**YOUR TASK:**
Begin at the line containing "Reviewer note: check that each instance of the asphalt" and reproduce every line through the end of the entries below. Nothing else should appear.

Start of Block

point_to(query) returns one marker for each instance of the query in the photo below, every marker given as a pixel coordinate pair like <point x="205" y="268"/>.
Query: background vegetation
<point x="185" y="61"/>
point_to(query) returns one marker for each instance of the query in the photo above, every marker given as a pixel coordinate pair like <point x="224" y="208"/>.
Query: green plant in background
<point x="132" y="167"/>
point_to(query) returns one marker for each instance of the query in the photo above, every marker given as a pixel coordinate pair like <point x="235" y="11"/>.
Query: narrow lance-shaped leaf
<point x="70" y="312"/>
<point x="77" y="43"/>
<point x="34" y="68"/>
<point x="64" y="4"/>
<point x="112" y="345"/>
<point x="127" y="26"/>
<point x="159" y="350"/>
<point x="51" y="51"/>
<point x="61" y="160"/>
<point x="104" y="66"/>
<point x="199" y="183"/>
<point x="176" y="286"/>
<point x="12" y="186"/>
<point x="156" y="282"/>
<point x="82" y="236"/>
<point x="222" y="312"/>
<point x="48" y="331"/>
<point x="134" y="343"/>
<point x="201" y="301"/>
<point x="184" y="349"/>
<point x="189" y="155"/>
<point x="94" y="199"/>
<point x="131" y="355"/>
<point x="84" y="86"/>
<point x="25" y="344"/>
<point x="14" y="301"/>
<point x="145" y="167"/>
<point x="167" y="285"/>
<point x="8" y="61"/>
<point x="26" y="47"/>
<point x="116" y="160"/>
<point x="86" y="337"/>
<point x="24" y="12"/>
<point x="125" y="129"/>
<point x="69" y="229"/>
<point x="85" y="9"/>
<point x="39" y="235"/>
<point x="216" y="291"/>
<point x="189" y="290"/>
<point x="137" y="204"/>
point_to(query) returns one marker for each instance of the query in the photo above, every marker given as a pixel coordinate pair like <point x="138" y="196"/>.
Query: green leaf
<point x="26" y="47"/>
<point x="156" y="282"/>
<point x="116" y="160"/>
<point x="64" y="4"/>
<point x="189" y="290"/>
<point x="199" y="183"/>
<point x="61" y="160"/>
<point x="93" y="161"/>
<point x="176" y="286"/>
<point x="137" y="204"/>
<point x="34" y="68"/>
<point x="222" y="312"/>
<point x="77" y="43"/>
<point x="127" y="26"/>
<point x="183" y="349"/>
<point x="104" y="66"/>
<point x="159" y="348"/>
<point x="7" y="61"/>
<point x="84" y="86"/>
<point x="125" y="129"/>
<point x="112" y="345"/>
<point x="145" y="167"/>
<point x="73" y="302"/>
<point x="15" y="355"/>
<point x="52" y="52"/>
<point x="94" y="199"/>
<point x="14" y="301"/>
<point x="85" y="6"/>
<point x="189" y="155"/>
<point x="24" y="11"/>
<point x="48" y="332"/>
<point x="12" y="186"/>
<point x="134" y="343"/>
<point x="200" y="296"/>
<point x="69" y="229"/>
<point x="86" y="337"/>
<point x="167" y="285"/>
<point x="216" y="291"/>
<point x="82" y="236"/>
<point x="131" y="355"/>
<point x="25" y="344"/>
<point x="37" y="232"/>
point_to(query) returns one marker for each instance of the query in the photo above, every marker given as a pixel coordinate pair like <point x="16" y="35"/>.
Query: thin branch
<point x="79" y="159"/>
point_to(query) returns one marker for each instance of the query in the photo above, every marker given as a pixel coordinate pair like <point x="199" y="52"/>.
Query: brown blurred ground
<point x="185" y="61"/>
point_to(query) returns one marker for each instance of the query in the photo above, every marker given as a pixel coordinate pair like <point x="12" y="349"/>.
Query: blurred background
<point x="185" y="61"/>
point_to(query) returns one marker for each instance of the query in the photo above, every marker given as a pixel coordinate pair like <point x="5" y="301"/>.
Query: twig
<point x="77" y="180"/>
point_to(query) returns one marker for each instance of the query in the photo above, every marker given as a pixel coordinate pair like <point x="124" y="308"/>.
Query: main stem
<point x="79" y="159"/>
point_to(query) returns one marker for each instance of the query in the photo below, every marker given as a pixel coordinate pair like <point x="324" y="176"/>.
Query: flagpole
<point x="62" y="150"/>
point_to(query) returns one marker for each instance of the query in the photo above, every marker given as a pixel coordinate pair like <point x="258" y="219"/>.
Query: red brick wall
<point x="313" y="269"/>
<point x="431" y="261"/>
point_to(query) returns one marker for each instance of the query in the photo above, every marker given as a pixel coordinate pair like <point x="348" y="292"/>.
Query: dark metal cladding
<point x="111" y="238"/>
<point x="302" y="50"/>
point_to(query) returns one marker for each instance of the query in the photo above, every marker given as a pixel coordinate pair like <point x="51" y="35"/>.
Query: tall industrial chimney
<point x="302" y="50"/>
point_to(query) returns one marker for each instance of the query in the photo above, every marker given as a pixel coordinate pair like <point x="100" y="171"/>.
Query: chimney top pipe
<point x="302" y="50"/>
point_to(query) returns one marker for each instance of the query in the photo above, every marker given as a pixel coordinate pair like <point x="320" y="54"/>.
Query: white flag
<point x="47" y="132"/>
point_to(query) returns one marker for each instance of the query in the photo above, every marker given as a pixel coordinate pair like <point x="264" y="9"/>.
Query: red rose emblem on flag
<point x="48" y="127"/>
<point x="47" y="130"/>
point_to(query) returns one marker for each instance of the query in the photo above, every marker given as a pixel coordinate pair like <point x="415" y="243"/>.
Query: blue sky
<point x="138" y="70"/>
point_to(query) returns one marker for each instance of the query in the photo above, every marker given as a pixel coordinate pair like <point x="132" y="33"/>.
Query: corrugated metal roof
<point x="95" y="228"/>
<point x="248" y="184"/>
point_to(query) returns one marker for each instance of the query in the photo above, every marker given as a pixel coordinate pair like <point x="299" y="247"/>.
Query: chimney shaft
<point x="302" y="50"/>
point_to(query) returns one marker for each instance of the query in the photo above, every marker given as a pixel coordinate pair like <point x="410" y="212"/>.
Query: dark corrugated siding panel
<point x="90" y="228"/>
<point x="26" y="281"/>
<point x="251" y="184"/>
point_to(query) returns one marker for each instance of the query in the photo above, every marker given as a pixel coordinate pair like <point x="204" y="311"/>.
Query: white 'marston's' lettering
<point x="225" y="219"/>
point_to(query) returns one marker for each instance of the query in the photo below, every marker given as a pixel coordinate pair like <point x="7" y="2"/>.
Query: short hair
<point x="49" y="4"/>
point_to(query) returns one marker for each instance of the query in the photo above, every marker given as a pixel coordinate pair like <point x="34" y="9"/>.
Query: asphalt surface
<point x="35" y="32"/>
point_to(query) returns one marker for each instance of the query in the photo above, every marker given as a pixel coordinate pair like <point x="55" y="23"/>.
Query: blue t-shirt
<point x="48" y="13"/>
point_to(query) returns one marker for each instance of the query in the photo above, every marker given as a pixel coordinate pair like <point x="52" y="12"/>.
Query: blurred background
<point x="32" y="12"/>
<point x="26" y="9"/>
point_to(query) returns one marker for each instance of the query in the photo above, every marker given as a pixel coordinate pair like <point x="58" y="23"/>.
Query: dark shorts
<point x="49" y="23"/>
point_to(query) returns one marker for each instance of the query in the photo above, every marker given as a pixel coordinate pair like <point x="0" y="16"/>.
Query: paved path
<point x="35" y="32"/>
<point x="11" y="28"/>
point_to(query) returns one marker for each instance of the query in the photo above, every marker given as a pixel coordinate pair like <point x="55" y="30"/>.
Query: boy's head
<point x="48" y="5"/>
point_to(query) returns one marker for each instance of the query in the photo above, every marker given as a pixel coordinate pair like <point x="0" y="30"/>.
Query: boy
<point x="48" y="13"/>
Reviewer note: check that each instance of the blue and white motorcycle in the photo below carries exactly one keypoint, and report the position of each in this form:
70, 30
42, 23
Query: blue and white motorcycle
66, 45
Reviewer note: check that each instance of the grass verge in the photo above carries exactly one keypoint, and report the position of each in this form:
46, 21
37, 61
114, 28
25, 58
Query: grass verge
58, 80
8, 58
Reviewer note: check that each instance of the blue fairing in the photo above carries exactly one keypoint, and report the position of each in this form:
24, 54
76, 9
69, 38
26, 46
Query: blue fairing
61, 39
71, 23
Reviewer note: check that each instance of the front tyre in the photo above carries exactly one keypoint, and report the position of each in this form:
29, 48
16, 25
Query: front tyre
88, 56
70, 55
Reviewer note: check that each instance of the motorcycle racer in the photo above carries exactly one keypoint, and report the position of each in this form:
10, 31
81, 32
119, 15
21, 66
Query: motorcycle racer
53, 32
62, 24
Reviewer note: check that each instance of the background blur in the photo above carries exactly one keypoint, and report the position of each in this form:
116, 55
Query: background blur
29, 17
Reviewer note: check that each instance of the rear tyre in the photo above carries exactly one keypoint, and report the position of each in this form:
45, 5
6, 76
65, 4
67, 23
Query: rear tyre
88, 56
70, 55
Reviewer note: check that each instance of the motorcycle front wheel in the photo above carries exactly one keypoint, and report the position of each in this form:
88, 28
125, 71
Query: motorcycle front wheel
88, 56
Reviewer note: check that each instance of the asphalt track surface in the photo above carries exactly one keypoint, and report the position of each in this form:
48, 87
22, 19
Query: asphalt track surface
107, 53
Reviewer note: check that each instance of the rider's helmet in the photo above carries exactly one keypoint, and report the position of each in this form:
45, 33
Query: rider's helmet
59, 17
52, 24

End of Block

**RESPONSE AREA:**
Reviewer note: check that each instance of the asphalt track surface in the photo above carries exactly one keypoint, and report the position of each in this form:
48, 87
22, 19
Query: asphalt track surface
107, 53
Reviewer note: check that each instance of the rider's helmet in the photo above carries exactly one keypoint, and report the position of each in this form:
45, 33
Query: rider's helmet
59, 17
52, 24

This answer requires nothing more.